DIRECTIVE: Reproduce every line of the material below without alteration, leaving out the pictures.

Image box annotation records:

--- start ---

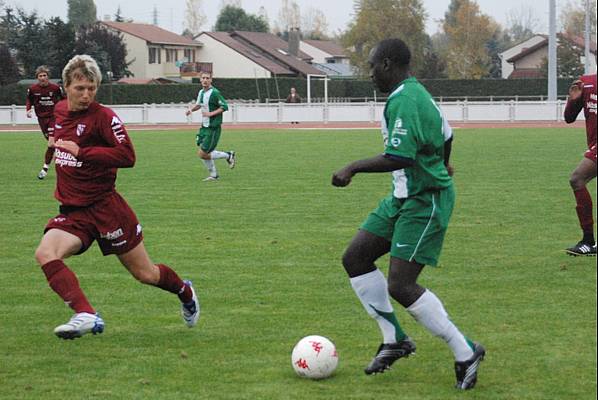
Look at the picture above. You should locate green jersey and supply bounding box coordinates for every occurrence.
[382,77,452,199]
[195,86,228,128]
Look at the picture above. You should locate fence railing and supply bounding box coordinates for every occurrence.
[0,100,583,125]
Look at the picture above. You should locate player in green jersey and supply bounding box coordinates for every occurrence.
[185,72,237,181]
[332,39,485,389]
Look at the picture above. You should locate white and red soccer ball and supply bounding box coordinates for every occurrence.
[291,335,338,379]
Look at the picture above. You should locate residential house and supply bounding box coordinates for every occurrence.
[100,21,203,79]
[501,33,596,79]
[196,31,322,78]
[299,40,355,78]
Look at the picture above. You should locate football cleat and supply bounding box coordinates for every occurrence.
[54,313,104,339]
[455,343,486,390]
[226,150,237,169]
[181,281,200,328]
[365,337,415,375]
[565,241,596,257]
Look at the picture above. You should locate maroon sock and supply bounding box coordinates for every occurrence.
[42,260,96,314]
[573,187,594,235]
[44,147,54,165]
[156,264,193,303]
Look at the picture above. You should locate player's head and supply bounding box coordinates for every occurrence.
[199,71,212,89]
[62,54,102,111]
[368,39,411,93]
[35,65,50,86]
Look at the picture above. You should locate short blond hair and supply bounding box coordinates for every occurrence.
[35,65,50,78]
[62,54,102,86]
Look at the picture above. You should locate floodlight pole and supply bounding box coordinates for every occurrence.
[548,0,557,101]
[583,0,592,75]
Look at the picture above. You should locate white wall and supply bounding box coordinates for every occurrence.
[196,33,272,78]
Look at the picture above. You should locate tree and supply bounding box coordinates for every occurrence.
[114,4,125,22]
[559,0,596,40]
[67,0,97,28]
[341,0,428,75]
[301,7,328,40]
[214,6,270,32]
[44,17,75,78]
[75,24,132,79]
[185,0,207,38]
[0,44,20,86]
[443,0,497,79]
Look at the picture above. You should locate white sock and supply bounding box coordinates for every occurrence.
[407,289,473,361]
[202,159,218,177]
[210,150,229,160]
[350,269,404,343]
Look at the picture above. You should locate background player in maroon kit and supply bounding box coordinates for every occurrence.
[35,55,200,339]
[25,65,65,179]
[565,69,596,256]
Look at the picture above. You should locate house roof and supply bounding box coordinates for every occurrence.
[101,21,203,47]
[203,31,321,75]
[303,40,347,57]
[507,33,596,63]
[202,32,294,75]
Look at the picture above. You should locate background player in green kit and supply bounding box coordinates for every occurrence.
[185,72,236,181]
[332,39,485,389]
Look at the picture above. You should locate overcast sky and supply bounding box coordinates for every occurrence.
[4,0,567,34]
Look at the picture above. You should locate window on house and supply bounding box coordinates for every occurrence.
[148,47,162,64]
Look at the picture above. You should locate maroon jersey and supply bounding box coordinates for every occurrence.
[25,82,66,118]
[54,100,135,207]
[565,74,596,148]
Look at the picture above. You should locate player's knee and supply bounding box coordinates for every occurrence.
[35,245,58,266]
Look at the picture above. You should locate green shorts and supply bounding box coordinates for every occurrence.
[361,186,455,266]
[195,126,221,153]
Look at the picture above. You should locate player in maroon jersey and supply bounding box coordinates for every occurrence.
[25,65,65,179]
[565,70,596,256]
[35,55,200,339]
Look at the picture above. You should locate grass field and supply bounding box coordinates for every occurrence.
[0,127,596,400]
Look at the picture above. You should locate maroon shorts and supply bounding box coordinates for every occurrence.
[583,144,596,162]
[44,192,143,256]
[37,116,54,140]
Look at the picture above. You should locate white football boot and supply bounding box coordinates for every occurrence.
[54,313,104,339]
[181,281,200,328]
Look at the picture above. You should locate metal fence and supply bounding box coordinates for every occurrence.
[0,100,583,125]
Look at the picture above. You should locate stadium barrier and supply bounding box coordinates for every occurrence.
[0,100,583,125]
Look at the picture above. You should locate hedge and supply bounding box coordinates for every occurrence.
[0,78,571,105]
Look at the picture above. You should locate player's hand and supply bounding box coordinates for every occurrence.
[569,80,583,100]
[54,139,79,157]
[446,164,455,176]
[332,167,355,187]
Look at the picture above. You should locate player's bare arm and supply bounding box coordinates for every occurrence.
[332,154,413,187]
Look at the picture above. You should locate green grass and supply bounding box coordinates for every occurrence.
[0,127,596,400]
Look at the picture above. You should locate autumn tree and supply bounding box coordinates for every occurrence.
[184,0,207,37]
[443,0,497,79]
[341,0,429,75]
[67,0,97,28]
[559,0,596,40]
[214,6,270,32]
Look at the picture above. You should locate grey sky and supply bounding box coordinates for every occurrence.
[4,0,567,33]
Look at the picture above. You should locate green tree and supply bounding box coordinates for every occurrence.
[0,44,20,86]
[443,0,498,79]
[75,24,132,79]
[67,0,97,28]
[44,17,75,78]
[341,0,429,75]
[214,5,270,32]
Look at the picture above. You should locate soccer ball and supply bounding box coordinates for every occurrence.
[291,335,338,379]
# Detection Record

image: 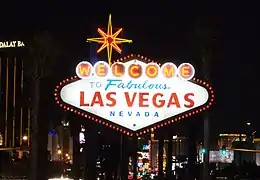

--- end ---

OUTPUT FOR THIS EXERCISE:
Look at the picture above. You should locate green jersey and supply bounding box coordinates for every occurrence.
[382,77,452,199]
[195,86,228,128]
Look at the picture above. You should locate fence railing and supply bounding box coordinates for every occurrence.
[0,100,583,125]
Look at the picture above. You should locate player in green jersey and supply bounding box coordinates for every occurrence.
[185,72,237,181]
[332,39,485,389]
Look at the picture above. You should locate white and red soccer ball and supply bounding box coordinates for every occurrence.
[291,335,338,379]
Look at the picture above. You should locate residential house and supply bounding box coordinates for every occurrence.
[100,21,203,79]
[501,33,596,79]
[196,31,322,78]
[299,40,355,78]
Look at the picture above. You should locate football cleat and supply bounding box coordinates for every occurrence.
[54,313,104,339]
[455,343,486,390]
[226,150,237,169]
[181,281,200,328]
[365,337,415,375]
[565,241,596,257]
Look at the picture above. You should locate maroon sock and supply bounding box coordinates for every occurrence.
[42,260,96,314]
[573,187,594,235]
[44,147,54,165]
[156,264,193,303]
Look at the picture above. You should locate player's head and supply bounding box coordinates for every occurrence.
[199,71,212,89]
[62,54,102,111]
[368,39,411,93]
[35,65,50,86]
Look at the picture above. You should locate short blond hair and supply bounding box coordinates for every occurrence.
[35,65,50,78]
[62,54,102,86]
Look at the picture above. You should locate floodlight pole and supply bounding box coordinates for every occurrence.
[548,0,557,101]
[583,0,592,75]
Look at the picture above. You should locate white wall and supply bounding box coordinates for every occurrence.
[196,33,272,78]
Look at the picture above. You should locate tree and supply bounding box coordinates for every occurrence.
[114,4,125,22]
[559,0,596,40]
[67,0,97,28]
[341,0,428,75]
[301,7,328,40]
[214,6,270,32]
[44,17,75,78]
[75,24,132,79]
[185,0,207,38]
[0,44,20,86]
[443,0,497,79]
Look at the picture above. You should locate white sock and supply bounding box coordinates for every occurrence.
[407,289,473,361]
[202,159,218,177]
[210,150,229,160]
[350,269,404,343]
Look at the picture above. You should locate background player in maroon kit and supply bounding box coordinates for every occurrence.
[35,55,200,339]
[25,65,65,179]
[565,69,596,256]
Look at the picture above. You should locate house roof and supply bounding box coordinates for every occurrence.
[101,21,203,47]
[203,31,321,75]
[303,40,347,57]
[507,33,596,63]
[202,32,294,75]
Look at the picture above. You should locate background player in green kit and supply bounding box coordinates for every occurrence.
[185,72,236,181]
[332,39,485,389]
Look at the picture above. You should locate overcast sky and supply bounding box coordinates for every occurrence.
[4,0,567,34]
Look at the picture above. You should locate window on house and supply bounding box coordinates for every occurrence.
[148,47,162,64]
Look at the picture above. You should locate maroon jersey and supply bounding box coordinates for every occurrence.
[25,82,66,118]
[54,100,135,207]
[565,74,596,148]
Look at the picture above. You should locate player's knee and supply bounding box coordinates for every occurrence.
[35,245,58,266]
Look at the picture above. You should locate green shorts and supply bounding box coordinates for every occurrence.
[361,186,455,266]
[195,126,221,153]
Look at the picture above. You should locate player in maroon jersey and supply bounding box coordinates for every occurrence.
[25,65,65,179]
[565,70,596,256]
[35,55,200,339]
Look at the picture above. You should locate grass field and supply bounding box coordinates for every occurrence.
[0,127,596,400]
Look at the picture above. You should locate maroon shorts and supply bounding box coordinates for every occurrence.
[583,144,596,162]
[44,192,143,256]
[37,116,54,140]
Look at the picture above. You should locate white football boot and supply bounding box coordinates for every occurrence.
[54,313,104,339]
[181,281,200,328]
Look at the picture above. You should locate metal fence and supply bounding box coordinates for every occurrence.
[0,100,583,125]
Look at the picture above. You should locate stadium barrier and supply bounding box coordinates for every occurrence.
[0,100,583,125]
Look at the picture above. You should locate hedge and supply bounding box coordinates for every occurrence.
[0,78,571,105]
Look at the picture above. You should locate player's hand and supply bounding box coordinates for every occurrence.
[569,80,583,100]
[54,139,79,157]
[446,164,455,176]
[332,167,355,187]
Look at the picture above. You should locate player's bare arm and supply bounding box coordinates for every occurrence.
[332,154,413,187]
Look at the picture above. You should locate green grass and supply bounding box coordinates for every occurrence.
[0,127,596,400]
Look at the picture above. You should locate autumn tree and supply bounding box coordinates for every occurrence.
[184,0,207,37]
[443,0,497,79]
[341,0,429,75]
[67,0,97,28]
[559,0,596,40]
[214,6,270,32]
Look at the picture above. You should locate grey sky and supply bounding box coordinates for every occurrence.
[4,0,567,33]
Look at the picture above. You should locate green tree and supply bounding box coordinates for every occurrence.
[0,44,20,86]
[443,0,498,79]
[75,24,132,79]
[67,0,97,28]
[44,17,75,78]
[341,0,429,75]
[214,5,270,32]
Look at the picture above. You should locate soccer ball and supply bounding box coordinates for every occurrence.
[291,335,338,379]
# Detection Record

image: 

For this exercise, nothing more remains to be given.